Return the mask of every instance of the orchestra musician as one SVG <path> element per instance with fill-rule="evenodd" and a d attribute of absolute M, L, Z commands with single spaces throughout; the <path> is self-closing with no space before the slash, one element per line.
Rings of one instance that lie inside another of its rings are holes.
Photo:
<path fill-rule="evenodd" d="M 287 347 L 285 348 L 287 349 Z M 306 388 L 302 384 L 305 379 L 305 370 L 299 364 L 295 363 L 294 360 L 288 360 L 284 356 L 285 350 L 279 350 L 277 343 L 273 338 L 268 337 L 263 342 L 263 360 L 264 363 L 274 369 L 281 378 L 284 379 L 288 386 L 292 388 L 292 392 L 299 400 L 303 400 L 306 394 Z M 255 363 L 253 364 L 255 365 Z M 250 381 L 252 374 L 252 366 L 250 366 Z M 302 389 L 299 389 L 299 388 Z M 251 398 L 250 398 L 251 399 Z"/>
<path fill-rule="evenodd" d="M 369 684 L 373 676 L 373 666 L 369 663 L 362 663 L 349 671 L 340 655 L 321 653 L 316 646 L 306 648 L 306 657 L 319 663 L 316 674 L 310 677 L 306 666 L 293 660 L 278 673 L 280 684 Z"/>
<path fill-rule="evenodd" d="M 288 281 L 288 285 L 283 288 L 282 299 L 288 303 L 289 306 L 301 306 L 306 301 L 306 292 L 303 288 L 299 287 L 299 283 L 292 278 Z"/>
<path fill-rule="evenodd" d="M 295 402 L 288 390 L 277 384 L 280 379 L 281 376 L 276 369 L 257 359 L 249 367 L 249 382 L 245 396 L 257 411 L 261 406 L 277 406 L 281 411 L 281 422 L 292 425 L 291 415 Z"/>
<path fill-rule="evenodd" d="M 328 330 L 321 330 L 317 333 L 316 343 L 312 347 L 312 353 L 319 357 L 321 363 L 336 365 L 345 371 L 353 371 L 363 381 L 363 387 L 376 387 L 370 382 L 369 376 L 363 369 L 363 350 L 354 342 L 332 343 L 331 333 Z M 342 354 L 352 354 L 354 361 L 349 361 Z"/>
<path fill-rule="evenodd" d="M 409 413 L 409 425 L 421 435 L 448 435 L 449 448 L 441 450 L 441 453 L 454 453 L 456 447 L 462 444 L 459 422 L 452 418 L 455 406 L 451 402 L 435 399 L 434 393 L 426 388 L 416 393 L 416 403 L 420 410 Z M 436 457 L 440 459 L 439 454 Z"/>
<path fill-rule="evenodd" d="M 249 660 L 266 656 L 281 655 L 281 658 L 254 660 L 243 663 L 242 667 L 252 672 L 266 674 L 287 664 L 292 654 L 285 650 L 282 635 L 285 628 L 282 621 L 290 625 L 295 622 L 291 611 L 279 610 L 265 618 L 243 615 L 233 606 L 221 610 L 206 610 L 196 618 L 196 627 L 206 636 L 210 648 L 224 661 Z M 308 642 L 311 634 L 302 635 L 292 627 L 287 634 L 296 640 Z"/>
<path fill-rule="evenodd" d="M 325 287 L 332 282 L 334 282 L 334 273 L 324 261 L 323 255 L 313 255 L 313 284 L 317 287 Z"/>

--------------------

#### [What this task involves]
Starting at the first line of the records above, please copy every line exactly through the line containing "Rings of one", and stop there.

#### [Task answer]
Return the mask of every instance of the orchestra musician as one SVG <path> element per instance with fill-rule="evenodd" and a d attribute of absolute M, L, Z commands with single spaces throughout; the <path> is self-closing with no space before the slash, one element per line.
Rings of one instance that lie inside another of its rings are holes.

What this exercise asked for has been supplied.